[Material start]

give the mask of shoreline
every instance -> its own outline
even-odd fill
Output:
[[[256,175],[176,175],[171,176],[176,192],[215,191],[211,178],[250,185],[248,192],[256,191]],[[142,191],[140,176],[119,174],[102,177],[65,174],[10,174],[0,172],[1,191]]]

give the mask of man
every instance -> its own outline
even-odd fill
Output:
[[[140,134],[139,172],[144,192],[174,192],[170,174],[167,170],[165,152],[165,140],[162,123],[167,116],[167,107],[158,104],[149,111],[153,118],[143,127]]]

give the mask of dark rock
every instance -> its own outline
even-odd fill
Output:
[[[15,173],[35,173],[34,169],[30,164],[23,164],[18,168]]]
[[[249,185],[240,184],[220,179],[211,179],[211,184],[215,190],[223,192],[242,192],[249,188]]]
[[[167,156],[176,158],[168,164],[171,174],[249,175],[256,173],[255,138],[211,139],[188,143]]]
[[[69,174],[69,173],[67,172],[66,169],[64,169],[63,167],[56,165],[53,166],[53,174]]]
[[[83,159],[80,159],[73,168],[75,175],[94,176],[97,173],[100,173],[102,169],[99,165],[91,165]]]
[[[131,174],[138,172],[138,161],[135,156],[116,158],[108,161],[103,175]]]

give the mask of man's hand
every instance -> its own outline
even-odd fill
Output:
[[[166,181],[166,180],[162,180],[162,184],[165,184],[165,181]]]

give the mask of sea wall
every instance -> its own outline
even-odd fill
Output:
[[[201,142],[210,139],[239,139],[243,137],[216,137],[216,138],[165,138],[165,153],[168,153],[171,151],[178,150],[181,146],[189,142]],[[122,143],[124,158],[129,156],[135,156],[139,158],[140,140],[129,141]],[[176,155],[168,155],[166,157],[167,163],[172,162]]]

[Material end]

> [Description of the task]:
Starting at the line that contains "give the mask of sea wall" and continuing through the end of the data, rewrite every line with 63 added to each coordinate in the outlines. Copy all other lines in that span unchanged.

> [Response to this task]:
give the mask of sea wall
every instance -> its own outline
even-odd fill
Output:
[[[264,205],[273,202],[302,202],[306,200],[279,200],[279,201],[228,201],[228,216],[231,216],[234,214],[241,213],[244,209],[252,205]],[[185,206],[187,221],[192,219],[198,219],[202,221],[203,203],[192,204]],[[239,218],[231,218],[229,220],[230,226],[235,225]]]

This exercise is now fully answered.